⟨

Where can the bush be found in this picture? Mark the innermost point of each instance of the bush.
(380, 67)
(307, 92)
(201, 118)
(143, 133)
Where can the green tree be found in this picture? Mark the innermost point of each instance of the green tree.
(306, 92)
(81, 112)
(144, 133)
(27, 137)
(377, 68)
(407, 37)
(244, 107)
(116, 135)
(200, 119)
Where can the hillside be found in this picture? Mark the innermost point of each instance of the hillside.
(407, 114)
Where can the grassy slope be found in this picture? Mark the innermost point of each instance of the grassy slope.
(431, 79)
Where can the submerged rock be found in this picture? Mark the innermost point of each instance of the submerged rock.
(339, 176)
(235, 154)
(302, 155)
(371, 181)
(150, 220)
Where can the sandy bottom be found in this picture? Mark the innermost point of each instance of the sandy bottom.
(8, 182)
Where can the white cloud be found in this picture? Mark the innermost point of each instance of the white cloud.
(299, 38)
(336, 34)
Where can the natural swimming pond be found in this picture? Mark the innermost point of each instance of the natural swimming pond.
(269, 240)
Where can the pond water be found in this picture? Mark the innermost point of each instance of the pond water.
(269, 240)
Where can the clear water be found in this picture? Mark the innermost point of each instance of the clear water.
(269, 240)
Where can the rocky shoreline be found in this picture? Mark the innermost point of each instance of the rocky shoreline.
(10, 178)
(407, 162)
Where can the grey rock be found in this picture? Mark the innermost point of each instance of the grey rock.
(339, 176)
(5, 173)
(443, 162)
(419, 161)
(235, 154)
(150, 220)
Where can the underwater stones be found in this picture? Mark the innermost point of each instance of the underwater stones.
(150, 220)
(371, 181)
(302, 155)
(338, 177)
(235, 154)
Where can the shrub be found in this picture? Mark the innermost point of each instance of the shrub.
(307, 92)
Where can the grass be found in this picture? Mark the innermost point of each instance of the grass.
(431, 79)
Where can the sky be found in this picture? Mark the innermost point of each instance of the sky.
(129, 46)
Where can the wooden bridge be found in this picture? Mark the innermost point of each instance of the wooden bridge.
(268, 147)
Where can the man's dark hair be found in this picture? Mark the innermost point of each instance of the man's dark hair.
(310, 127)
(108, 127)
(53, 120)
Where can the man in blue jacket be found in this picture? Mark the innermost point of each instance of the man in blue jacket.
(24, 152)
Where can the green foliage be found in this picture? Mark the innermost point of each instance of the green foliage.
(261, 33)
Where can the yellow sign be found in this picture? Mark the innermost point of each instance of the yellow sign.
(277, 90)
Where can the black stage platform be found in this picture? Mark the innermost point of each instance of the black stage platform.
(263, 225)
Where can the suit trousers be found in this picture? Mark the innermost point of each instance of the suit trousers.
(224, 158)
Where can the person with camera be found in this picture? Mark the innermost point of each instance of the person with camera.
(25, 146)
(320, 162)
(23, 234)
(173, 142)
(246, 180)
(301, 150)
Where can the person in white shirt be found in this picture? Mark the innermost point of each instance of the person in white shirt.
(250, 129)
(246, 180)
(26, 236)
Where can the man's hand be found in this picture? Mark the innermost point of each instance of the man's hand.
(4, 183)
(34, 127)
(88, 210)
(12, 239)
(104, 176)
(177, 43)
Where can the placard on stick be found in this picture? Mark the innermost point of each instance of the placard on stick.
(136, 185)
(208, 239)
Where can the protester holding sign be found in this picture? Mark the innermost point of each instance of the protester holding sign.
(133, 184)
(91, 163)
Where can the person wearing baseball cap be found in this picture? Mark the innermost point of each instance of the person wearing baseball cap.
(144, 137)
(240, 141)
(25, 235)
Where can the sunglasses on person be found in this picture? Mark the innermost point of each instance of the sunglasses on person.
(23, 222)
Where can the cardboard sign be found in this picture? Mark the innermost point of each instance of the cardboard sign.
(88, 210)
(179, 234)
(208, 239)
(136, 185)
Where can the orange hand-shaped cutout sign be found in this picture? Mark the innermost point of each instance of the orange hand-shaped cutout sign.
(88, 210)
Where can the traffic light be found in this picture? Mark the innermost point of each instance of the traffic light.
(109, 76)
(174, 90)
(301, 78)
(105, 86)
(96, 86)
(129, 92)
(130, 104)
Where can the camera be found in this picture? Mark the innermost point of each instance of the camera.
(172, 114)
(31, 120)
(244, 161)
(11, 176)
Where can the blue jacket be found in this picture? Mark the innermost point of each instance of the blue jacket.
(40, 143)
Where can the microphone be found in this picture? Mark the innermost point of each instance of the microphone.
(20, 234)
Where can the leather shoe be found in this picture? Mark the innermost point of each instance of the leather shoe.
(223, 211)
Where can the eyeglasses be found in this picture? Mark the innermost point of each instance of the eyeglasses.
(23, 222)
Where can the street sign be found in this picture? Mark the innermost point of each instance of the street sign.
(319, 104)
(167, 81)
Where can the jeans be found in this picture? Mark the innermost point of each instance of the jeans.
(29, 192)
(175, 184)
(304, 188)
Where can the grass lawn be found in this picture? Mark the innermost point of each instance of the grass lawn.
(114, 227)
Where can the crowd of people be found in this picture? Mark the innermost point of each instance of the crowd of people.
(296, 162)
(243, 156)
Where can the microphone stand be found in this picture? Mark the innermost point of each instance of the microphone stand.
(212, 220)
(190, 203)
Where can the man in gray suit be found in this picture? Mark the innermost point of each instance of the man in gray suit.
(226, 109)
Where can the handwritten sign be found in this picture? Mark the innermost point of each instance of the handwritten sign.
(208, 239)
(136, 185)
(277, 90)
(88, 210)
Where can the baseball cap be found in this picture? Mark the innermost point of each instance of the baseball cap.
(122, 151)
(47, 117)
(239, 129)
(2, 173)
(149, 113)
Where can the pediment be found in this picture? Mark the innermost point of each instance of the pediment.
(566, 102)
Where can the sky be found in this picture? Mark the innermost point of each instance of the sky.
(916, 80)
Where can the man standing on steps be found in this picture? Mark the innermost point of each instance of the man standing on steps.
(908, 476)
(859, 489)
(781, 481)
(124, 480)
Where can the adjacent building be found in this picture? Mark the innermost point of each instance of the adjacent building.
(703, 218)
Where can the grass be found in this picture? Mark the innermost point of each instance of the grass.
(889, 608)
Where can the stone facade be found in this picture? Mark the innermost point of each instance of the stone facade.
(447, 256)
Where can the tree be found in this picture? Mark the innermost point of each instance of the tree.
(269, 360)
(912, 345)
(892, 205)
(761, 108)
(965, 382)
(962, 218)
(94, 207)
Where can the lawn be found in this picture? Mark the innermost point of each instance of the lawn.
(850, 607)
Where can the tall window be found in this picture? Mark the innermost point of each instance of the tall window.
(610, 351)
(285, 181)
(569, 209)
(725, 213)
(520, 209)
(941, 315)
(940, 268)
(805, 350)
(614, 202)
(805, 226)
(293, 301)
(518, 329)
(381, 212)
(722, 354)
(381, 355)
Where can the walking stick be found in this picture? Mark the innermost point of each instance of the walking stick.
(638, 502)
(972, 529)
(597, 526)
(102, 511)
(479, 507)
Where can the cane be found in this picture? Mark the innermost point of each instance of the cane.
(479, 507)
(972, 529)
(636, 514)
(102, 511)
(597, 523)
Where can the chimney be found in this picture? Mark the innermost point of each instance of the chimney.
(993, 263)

⟩

All of the lines above must be returned exactly.

Where can the bush be found in this picture? Mark the innermost point of each instance of the bush.
(380, 67)
(307, 92)
(201, 118)
(143, 133)
Where can the green tree be found in this picture? Mark the innermost point of each instance of the green tree.
(306, 92)
(81, 112)
(144, 133)
(27, 137)
(377, 68)
(407, 37)
(244, 107)
(116, 135)
(200, 119)
Where can the hillside be found in this picture? Mark the innermost point of each instance of the hillside.
(407, 114)
Where can the grassy slope be found in this picture? Mark the innermost point of each instance of the grassy slope.
(431, 79)
Where can the submerged rock be found in this picture? Mark the innermost point of each instance of the submerged rock.
(339, 176)
(235, 154)
(302, 155)
(371, 181)
(150, 220)
Where can the sandy bottom be found in this picture? Mark the innermost point of each instance of the sandy bottom.
(8, 182)
Where can the white cloud be found in this picture? Mark the innermost point of each instance of the white cloud.
(299, 38)
(336, 34)
Where can the natural swimming pond be found in this picture? Mark the innermost point of each instance of the natural swimming pond.
(269, 240)
Where can the pond water be found in this picture? Mark the innermost point of each instance of the pond water.
(269, 240)
Where can the clear water be found in this picture? Mark the innermost point of each instance of the clear water.
(269, 240)
Where can the rocky shoreline be found in this picture? Mark the innermost point of each instance of the rocky shoreline.
(10, 178)
(407, 162)
Where can the grey rock be found in this picture? Mark the innermost point of each instance of the grey rock.
(339, 176)
(5, 173)
(443, 162)
(419, 161)
(235, 154)
(150, 220)
Where can the underwater stones be found in this picture? Mark the innermost point of each instance of the underwater stones.
(150, 220)
(371, 181)
(302, 155)
(338, 177)
(235, 154)
Where can the shrub be found in this picture? Mark the innermost point of each instance of the shrub.
(307, 92)
Where can the grass be found in this picture? Mark the innermost point of each instance of the grass.
(431, 79)
Where can the sky be found in this picture? Mark the innermost point of each instance of the sky.
(129, 46)
Where can the wooden bridge be found in this picture? Mark the innermost point of each instance of the wooden bridge.
(268, 147)
Where can the man's dark hair be found in this picture? Mark the innermost point of each instance of the man's dark hair.
(310, 127)
(108, 127)
(53, 120)
Where can the man in blue jacket be found in this picture? Mark the innermost point of each instance of the man in blue jacket.
(24, 152)
Where can the green foliage be found in this picture? Mark the innermost point of each instance of the green foliage.
(261, 33)
Where can the yellow sign be found in this picture? Mark the innermost point of each instance of the yellow sign.
(277, 90)
Where can the black stage platform be found in this picture? Mark the innermost point of each instance of the black stage platform.
(263, 225)
Where can the suit trousers be found in this picture? Mark the innermost point of each instance of the suit trousers.
(224, 158)
Where can the person with camera be found in this picture? Mark the innermost point of each instance of the person with camera.
(25, 146)
(320, 162)
(23, 234)
(173, 142)
(246, 180)
(301, 150)
Where can the person in white shirt be found in this picture? Mark the innermost point of each instance of the person in white shirt.
(250, 129)
(246, 180)
(26, 236)
Where can the man's hand be found in this picture? Mark the innermost point of each instance of the man's hand.
(4, 183)
(34, 127)
(88, 210)
(12, 239)
(104, 176)
(177, 43)
Where can the placard on stick be found in this picture? Mark the innermost point of each instance of the placard on stick.
(136, 185)
(208, 239)
Where can the protester holding sign be found in this picture? Mark the innermost point of each instance of the protester holding sign.
(133, 184)
(91, 163)
Where can the person wearing baseball cap be found in this picture? Mark the innermost point of each instance of the person wearing baseball cap.
(144, 137)
(240, 141)
(25, 235)
Where can the sunglasses on person be found in this picture? Mark the innermost point of each instance of the sunglasses on person.
(23, 222)
Where can the cardboard sign be found in this picture? Mark the innermost point of each instance of the cardboard sign.
(88, 210)
(179, 234)
(208, 239)
(136, 185)
Where can the orange hand-shaped cutout sign be found in this picture? Mark the innermost point of each instance of the orange hand-shaped cutout sign.
(88, 210)
Where can the traffic light be found in this picture? Mark the innermost point of each instance of the traffic light.
(109, 76)
(174, 90)
(301, 78)
(105, 86)
(96, 86)
(129, 92)
(130, 104)
Where can the camera be found in this picture? Mark the innermost point of each instance of the camera.
(172, 114)
(31, 120)
(244, 161)
(11, 176)
Where can the blue jacket be found in this picture? Mark the innermost point of each instance of the blue jacket.
(40, 143)
Where can the microphone be found in this picture? Mark the innermost point of each instance of the microphone.
(20, 234)
Where can the leather shoe be found in this picture? Mark the innermost point of each instance of the leather shoe.
(223, 211)
Where can the eyeglasses be found in this picture? Mark the innermost point of each instance of the eyeglasses.
(23, 222)
Where can the street sign be found in this picture? Mark the innermost point of each instance of the street sign.
(319, 104)
(167, 81)
Where can the jeans be found in this picture? Mark the innermost point of each instance of the jeans.
(29, 192)
(175, 184)
(304, 188)
Where can the grass lawn be found in this picture? Mark the innermost point of each instance of the grass lawn.
(114, 227)
Where can the crowd of people be found in this picture? Mark the innermost point of each instance of the crowd of people.
(296, 162)
(243, 156)
Where can the microphone stand be found in this picture? Mark the innermost point of each instance of the microphone stand.
(212, 220)
(190, 203)
Where can the man in gray suit be found in this picture? Mark the innermost point of each instance of the man in gray suit.
(226, 109)
Where can the handwritten sign be found in this picture? Mark the innermost point of each instance of the handwritten sign.
(208, 239)
(136, 185)
(277, 90)
(88, 210)
Where can the baseball cap be found in this picture? Mark the innermost point of each instance of the baseball cap.
(122, 151)
(47, 117)
(239, 129)
(2, 173)
(149, 113)
Where can the pediment be found in this picture? Mark the innermost point of each instance of the pediment.
(566, 102)
Where can the sky be found in this picture? Mark the innermost point of each instance of the sky.
(916, 80)
Where can the man standing on steps be found in this picture? Mark the innermost point of each instance of the man standing on steps.
(908, 476)
(859, 489)
(781, 481)
(124, 480)
Where can the adjacent building be found in this picture? Mark the innermost point of each instance of the adjacent building.
(703, 218)
Where can the grass be found in this picture? Mark the innermost point of each instance of the grass.
(889, 608)
Where can the stone facade be found in this picture? Mark the innermost point of each instance of the stone facade.
(447, 256)
Where can the tree be found in this picture? Mark the innermost point of each instance of the tree.
(269, 360)
(912, 345)
(892, 205)
(761, 108)
(965, 382)
(962, 218)
(94, 207)
Where can the lawn be found in this picture? Mark the innermost point of each instance of the lawn.
(850, 607)
Where can the tall window be found in this picture? Mark the innermost point of each instance of the tall window.
(610, 351)
(285, 181)
(569, 209)
(725, 213)
(520, 209)
(941, 315)
(940, 268)
(805, 350)
(614, 202)
(805, 226)
(293, 301)
(518, 329)
(381, 212)
(722, 354)
(381, 355)
Where can the walking stick be found in this picture? Mark the innermost point of each instance of the walking stick.
(638, 502)
(972, 529)
(597, 526)
(102, 511)
(479, 507)
Where can the cane be found in this picture? Mark the innermost point of each instance of the cane.
(479, 507)
(972, 529)
(636, 514)
(102, 511)
(597, 523)
Where can the chimney be found in this picture? Mark the innermost point of each instance of the chimney.
(993, 263)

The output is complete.